* begin Supplied records *

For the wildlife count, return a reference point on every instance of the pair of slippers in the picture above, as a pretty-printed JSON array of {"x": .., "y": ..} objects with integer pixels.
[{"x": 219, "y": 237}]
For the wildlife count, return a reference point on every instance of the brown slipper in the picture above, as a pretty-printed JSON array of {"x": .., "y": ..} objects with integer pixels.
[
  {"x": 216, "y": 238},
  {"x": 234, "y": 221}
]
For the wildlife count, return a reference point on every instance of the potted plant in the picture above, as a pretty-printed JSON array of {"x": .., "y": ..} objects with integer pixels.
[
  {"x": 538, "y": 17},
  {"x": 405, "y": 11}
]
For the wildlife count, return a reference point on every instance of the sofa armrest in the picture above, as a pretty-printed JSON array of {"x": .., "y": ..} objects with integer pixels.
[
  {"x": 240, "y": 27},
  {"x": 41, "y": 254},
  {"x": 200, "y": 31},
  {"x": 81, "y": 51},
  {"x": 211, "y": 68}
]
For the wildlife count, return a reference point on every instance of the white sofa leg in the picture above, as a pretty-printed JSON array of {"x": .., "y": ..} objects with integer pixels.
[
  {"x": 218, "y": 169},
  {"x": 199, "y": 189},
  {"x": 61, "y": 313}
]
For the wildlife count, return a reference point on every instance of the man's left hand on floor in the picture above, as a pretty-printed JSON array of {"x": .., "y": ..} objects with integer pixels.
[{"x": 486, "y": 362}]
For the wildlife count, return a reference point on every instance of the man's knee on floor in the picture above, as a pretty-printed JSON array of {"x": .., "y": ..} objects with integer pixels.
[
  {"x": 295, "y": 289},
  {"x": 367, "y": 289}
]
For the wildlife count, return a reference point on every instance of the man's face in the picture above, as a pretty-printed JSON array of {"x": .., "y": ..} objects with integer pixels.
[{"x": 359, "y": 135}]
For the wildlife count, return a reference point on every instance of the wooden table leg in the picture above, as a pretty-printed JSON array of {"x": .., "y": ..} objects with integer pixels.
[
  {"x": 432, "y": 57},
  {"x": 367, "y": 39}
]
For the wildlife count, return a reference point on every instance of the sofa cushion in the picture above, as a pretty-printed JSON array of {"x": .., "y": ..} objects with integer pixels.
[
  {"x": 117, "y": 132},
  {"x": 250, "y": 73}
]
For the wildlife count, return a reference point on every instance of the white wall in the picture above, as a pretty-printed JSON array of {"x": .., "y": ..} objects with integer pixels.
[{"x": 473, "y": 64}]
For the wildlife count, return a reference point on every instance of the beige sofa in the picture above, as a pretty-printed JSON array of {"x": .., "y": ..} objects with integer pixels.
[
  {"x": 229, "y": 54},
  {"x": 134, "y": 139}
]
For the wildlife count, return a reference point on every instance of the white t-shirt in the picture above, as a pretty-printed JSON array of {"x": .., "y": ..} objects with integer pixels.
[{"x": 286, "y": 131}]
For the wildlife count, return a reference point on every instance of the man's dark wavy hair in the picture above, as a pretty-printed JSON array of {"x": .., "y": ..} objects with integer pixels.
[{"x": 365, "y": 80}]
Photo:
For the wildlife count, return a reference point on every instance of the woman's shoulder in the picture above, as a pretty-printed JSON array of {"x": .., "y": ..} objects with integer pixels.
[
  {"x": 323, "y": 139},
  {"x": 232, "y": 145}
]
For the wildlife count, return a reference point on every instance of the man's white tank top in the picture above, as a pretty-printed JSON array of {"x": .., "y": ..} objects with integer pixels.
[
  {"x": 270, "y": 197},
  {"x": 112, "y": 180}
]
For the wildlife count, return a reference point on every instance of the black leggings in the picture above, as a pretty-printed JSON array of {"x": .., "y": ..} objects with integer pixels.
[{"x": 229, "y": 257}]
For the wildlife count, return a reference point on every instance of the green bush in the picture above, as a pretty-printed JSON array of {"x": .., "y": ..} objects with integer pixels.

* end Supplied records *

What you will do>
Repeat the lines above exactly.

The response>
For the wildlife count, return a reference point on every instance of the pair of slippers in the picture above, as a pretty-printed JSON array of {"x": .., "y": ..} objects with integer pixels.
[{"x": 219, "y": 237}]
For the wildlife count, return a reference point on every instance of the brown slipper in the picture above, as a pretty-printed JSON array of {"x": .., "y": ..} objects with integer pixels.
[
  {"x": 216, "y": 238},
  {"x": 234, "y": 221}
]
For the wildlife count, return a reference point on every instance of the potted plant in the picture above, as a pretty-printed JSON array of {"x": .., "y": ..} objects with integer pixels.
[
  {"x": 538, "y": 17},
  {"x": 405, "y": 11}
]
For the wildlife count, return a reference point on every instance of the sofa armrest in the picture above, as a pretty-printed JSON array of {"x": .., "y": ..} objects with integer pixels.
[
  {"x": 240, "y": 27},
  {"x": 41, "y": 254},
  {"x": 200, "y": 31},
  {"x": 81, "y": 51},
  {"x": 211, "y": 68}
]
For the wildlife count, return a reference point on every instance of the white sofa leg in the picture above, as a pretty-printed JSON array of {"x": .., "y": ..} objects with integer pixels.
[
  {"x": 218, "y": 169},
  {"x": 199, "y": 189},
  {"x": 61, "y": 313}
]
For the wildlife count, return a reference point on every instance of the man's left hand on floor in the picture above, as a pretty-printed JSON array of {"x": .., "y": ..} objects with integer pixels.
[{"x": 486, "y": 362}]
For the wildlife count, return a reference point on every instance of the man's knee on floor in the picture above, as a pretty-printed JSON array of {"x": .., "y": ..} objects with integer pixels.
[
  {"x": 295, "y": 289},
  {"x": 367, "y": 289}
]
For the wildlife count, return a reference point on every instance of the man's face in the picture above, as a pretty-printed JSON array of {"x": .., "y": ..} objects with integer pixels.
[{"x": 359, "y": 135}]
For the wildlife count, return a reference point on every instance of the wooden table leg in the picture above, as a pretty-printed JSON array of {"x": .., "y": ..} objects with integer pixels.
[
  {"x": 432, "y": 57},
  {"x": 367, "y": 39}
]
For the wildlife count, return a reference point on every instance of the sofa cushion in the picture above, as a pretty-printed JSON array of {"x": .., "y": ..} objects with integer pixels.
[
  {"x": 117, "y": 132},
  {"x": 250, "y": 73}
]
For the wildlife count, return a reference point on every instance of the white wall in the picture above, as a pretty-printed JSON array of {"x": .., "y": ..} objects with integer pixels.
[{"x": 473, "y": 64}]
For the wildlife count, return a reference point on every instance of the beige sofa in the picture above, as a pretty-printed JSON array of {"x": .., "y": ..} objects with integer pixels.
[
  {"x": 229, "y": 54},
  {"x": 134, "y": 139}
]
For the wildlife count, return a reference point on every instance of the white t-shirt in the picture above, as a pretty-printed JSON array of {"x": .., "y": ..} objects with integer pixels.
[{"x": 286, "y": 131}]
For the wildlife count, return a reference point on every instance of the man's dark wavy hair in the picture above, as a pretty-printed JSON array of {"x": .., "y": ..} objects with integer pixels.
[{"x": 365, "y": 80}]
Photo:
For the wildlife count, return a reference point on every instance of the woman's shoulder in the picture above, as a pretty-printed JSON array of {"x": .., "y": ..} objects with integer pixels.
[
  {"x": 323, "y": 139},
  {"x": 232, "y": 145}
]
For the wildlife count, return a reference point on every instance of the man's white tank top in the picture above, as a pretty-printed JSON array of {"x": .., "y": ..} objects with integer pixels.
[
  {"x": 270, "y": 197},
  {"x": 112, "y": 180}
]
For the wildlife count, return a reference point on every instance of the black leggings in the picture above, as a pretty-printed JSON array of {"x": .., "y": ..} objects with integer pixels.
[{"x": 229, "y": 257}]
For the wildlife count, return a reference point on every instance of the green bush in the picture above, as a pretty-printed JSON array of {"x": .., "y": ..} objects with integer pixels.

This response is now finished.